→ **Brief 1**:
Please reproduce the Singapore Savings Bonds passage between "At current yields" and "available to investors.", inclusive, replacing "Savings Plans" with "Endowment Plans".
→ **Brief 2**:
According to the Singapore Savings Bonds passage, what is the maximum amount an individual may hold?
→ **Brief 3**:
Extend the Singapore Savings Bonds passage beyond its final sentence.

→ **Passage given**:
========

At current yields of 2.60%+, Singapore Savings Bonds (SSB) are more attractive than Bank Fixed Deposits (promotional yields around 2.6%), Robo Cash Management products (1.9-3.3%) and most savings accounts.

In a rising rate environment, despite a lower yield, we think they are also competitive with medium duration Savings Plans offered by many insurers (3.1% for 3 years) and longer duration SGS’ (3.20% for 10 years).

This is because SSBs can be sold at par, anytime. So you have the option of switching to a higher yielding product if one becomes available at a later date. This is an embedded American Put Option with significant value and this is not available in the Savings Plans, FDs or other SGS’.

SSBs use in the overall portfolio is somewhat limited because of the constrained and uncertain monthly allocations available to investors.


What are Singapore Savings Bonds (SSB)?

SSBs are innovative bonds issued by the MAS and guaranteed by the Singapore government.

The 10 key features of SSBs are:

  1. Government guarantee for principal and interest
  2. 10 year maturity with semi-annual interest payment
  3. Monthly liquidity provided by the MAS with no early redemption penalty
  4. Interest rate you receive steps up over the 10 year life of the bond
  5. Targeted at individual investors
  6. Subscription can be in multiple of S$500 with a S$500 minimum
  7. Maximum holding for an individual is S$200,000 across all issuances
  8. Cash and SRS funds can be invested, CPF funds not eligible
  9. New bonds are issued monthly
  10. Subscription via DBS, UOB and OCBC Internet Banking and ATMs

How are SSBs different from other SGS’ and FDs?

The key features that make SSBs different from other instruments, like Singapore Government Securities (SGS) and Fixed deposits, are their guaranteed monthly liquidity despite the long maturity and the step up in coupon paid over time.

Monthly Liquidity Even though the SSBs have a 10 year maturity, you can sell them to the MAS at any time, with no penalty and only a S$2 fee to your bank. No matter when you redeem, you only receive the amount (along with accrued interest) on the 2nd business day of the following month.

Step up Coupon The interest you earn on an SSB depends on how long you have held that particular issuance. The MAS has a formula to make sure that the interest rate increases for longer holding periods.

For example, the Sep 2022 issuance pays 2.63% in the first year, 2.71% from year 2 to 5 and then increasing every year to 3.04% in year 10. This schedule is different for every issuance and is linked to the yield on 1, 2, 5 and 10 year benchmark Singapore Government Securities (SGS)yields.

Interest Rates on SSB in Sep-22
Interest Rate Schedule for Sep-22 SSB (Source: MAS)

The schedule of interest rates is available on the MAS website before you apply for the SBBs.

========

→ **Rows**:
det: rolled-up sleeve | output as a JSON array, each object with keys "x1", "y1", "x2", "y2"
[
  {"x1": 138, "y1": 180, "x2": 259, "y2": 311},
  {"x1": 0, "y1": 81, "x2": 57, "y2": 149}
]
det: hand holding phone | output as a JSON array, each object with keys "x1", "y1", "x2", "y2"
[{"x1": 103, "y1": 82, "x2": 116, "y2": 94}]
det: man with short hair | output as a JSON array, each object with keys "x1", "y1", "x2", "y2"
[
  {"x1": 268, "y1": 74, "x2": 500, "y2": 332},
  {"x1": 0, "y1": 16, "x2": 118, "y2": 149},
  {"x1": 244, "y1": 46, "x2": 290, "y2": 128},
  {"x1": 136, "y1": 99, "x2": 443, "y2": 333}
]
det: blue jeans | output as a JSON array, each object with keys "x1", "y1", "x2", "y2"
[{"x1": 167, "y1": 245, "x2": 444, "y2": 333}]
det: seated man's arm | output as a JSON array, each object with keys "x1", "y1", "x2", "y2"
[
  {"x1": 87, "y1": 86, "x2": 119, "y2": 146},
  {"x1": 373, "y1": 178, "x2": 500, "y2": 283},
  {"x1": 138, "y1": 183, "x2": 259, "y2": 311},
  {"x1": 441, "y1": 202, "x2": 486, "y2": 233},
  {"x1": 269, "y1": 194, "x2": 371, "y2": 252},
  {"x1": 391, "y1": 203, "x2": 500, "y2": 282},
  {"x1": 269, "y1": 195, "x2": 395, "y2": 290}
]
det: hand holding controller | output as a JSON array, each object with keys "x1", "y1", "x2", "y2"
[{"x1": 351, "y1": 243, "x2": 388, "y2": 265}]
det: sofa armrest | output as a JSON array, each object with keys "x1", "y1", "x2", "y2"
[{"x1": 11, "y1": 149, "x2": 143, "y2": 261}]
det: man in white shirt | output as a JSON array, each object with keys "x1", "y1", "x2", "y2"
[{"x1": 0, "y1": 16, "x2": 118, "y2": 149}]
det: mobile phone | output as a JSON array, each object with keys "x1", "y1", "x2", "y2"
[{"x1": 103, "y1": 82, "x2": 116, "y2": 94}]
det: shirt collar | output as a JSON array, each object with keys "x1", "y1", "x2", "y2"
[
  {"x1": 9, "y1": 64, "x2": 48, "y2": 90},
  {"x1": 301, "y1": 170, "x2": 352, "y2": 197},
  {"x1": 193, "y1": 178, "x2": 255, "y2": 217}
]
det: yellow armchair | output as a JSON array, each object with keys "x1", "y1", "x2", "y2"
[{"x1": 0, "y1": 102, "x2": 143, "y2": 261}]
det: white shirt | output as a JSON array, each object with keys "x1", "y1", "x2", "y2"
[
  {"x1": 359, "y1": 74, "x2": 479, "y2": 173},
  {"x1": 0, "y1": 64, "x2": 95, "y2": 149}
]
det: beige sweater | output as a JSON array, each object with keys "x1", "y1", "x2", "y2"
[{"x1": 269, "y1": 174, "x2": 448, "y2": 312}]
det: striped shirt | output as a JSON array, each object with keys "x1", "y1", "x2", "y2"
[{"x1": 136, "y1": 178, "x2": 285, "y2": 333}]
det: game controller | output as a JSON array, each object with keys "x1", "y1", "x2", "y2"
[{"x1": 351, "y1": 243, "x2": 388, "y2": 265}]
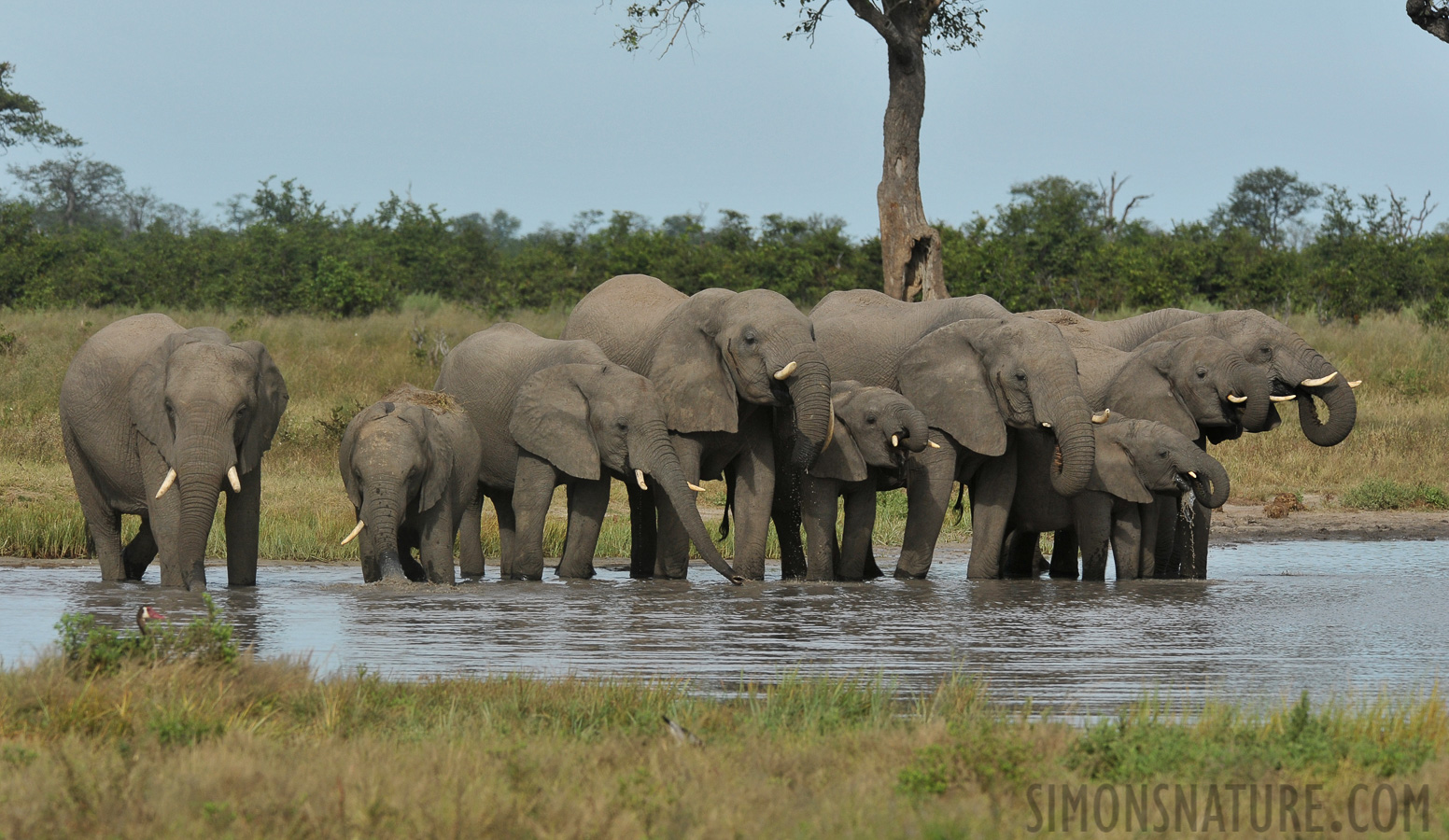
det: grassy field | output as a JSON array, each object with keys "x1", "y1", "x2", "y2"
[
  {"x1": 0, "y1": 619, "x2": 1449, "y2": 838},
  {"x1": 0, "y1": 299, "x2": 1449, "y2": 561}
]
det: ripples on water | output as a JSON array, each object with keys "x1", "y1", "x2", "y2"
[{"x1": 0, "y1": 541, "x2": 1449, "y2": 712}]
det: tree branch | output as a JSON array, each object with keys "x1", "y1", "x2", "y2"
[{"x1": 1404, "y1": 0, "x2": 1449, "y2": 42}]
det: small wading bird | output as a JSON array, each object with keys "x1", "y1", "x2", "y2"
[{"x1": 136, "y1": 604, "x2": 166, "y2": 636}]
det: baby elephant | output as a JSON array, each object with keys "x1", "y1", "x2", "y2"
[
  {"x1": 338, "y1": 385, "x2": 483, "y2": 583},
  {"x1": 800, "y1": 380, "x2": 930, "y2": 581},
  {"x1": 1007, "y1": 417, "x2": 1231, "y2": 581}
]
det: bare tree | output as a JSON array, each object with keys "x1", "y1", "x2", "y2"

========

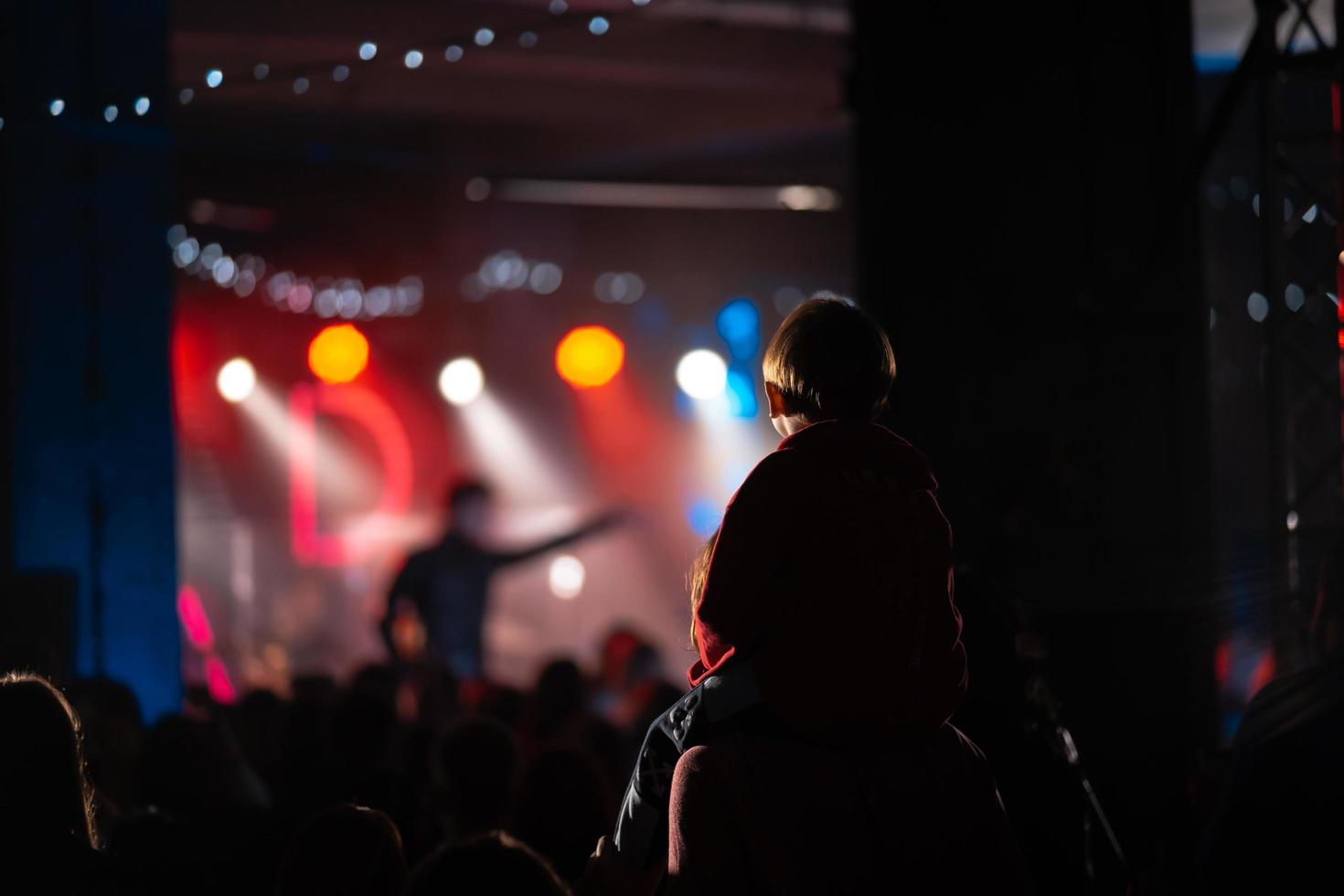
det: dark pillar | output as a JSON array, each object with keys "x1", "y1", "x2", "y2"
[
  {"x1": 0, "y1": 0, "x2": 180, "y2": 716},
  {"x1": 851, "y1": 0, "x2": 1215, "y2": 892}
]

========

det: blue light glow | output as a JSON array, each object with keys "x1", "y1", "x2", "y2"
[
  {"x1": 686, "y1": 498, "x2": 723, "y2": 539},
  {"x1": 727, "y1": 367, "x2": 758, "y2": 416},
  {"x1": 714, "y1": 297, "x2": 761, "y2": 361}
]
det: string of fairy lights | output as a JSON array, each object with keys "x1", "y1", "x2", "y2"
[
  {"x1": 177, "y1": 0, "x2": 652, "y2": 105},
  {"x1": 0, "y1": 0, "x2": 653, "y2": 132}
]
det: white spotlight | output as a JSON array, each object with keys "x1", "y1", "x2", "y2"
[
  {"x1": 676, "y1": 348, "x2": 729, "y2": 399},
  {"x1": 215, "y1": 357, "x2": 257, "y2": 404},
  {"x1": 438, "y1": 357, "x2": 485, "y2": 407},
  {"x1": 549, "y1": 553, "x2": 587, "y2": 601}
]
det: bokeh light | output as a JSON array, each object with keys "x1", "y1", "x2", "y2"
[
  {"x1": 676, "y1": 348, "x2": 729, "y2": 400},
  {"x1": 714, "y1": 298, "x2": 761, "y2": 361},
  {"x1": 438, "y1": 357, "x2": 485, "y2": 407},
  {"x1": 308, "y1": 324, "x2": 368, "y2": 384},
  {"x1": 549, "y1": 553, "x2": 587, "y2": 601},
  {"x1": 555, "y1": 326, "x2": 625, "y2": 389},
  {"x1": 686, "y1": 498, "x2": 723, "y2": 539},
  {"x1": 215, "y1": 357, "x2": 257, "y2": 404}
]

========

→ **Task answer 1**:
At current yields of 2.60%+, Singapore Savings Bonds (SSB) are more attractive than Bank Fixed Deposits (promotional yields around 2.6%), Robo Cash Management products (1.9-3.3%) and most savings accounts.

In a rising rate environment, despite a lower yield, we think they are also competitive with medium duration Endowment Plans offered by many insurers (3.1% for 3 years) and longer duration SGS’ (3.20% for 10 years).

This is because SSBs can be sold at par, anytime. So you have the option of switching to a higher yielding product if one becomes available at a later date. This is an embedded American Put Option with significant value and this is not available in the Endowment Plans, FDs or other SGS’.

SSBs use in the overall portfolio is somewhat limited because of the constrained and uncertain monthly allocations available to investors.

→ **Task answer 2**:
S$200,000 across all issuances.

→ **Task answer 3**:
The main limitations are that you can only invest a total of S$200,000 across all SSBs and you do not have control over how much you can invest in a given issuance. Every month, the MAS follows a Quantity Ceiling Format to allocate SSBs for that month.

Quantity Ceiling Format The way this works is that based on the total demand for an SSB, the MAS sets up a ceiling amount. If you applied to invests less than the ceiling amount, you will get what you requested.

However if you requested more than the ceiling amount, you will be allotted bonds worth the ceiling amount only. This system is intended to favor small savers.

For example, in Sep 2022, the MAS issued SSBs worth S$900 million and received a total demand of S$1.9 billion. The ceiling was set at S$13,000, meaning people who applied for S$13,000 or less got as much as they wanted, while everyone else was capped at S$13,000.

S$200,000 Cap MAS tracks how much each individual has invested in SSBs over time and the total holding at a time is capped at S$200,000 per person at one time. This means if you have redeemed some SSBs early, that amount does not count towards your limit.

Every person over the age of 18 is eligible to invest in SSBs and has their own limit.


How to buy / redeem SSBs?

You can buy SSBs via online banking or ATMs of the 3 local banks – DBS, OCBC and UOB. You also need an account with the CDP and you need to set up a Direct Crediting Service (DCS) with one of the 7 participating banks.

The DCS specifies which account will receive the interest and also the principal on maturity or early redemption.

Timeline for Investment / Redemptions

The key point here is that if you decide to redeem (i.e. sell) your SSBs, you will only receive the money back on the 2nd business day of next month. It doesn’t matter when you put in the redemption application.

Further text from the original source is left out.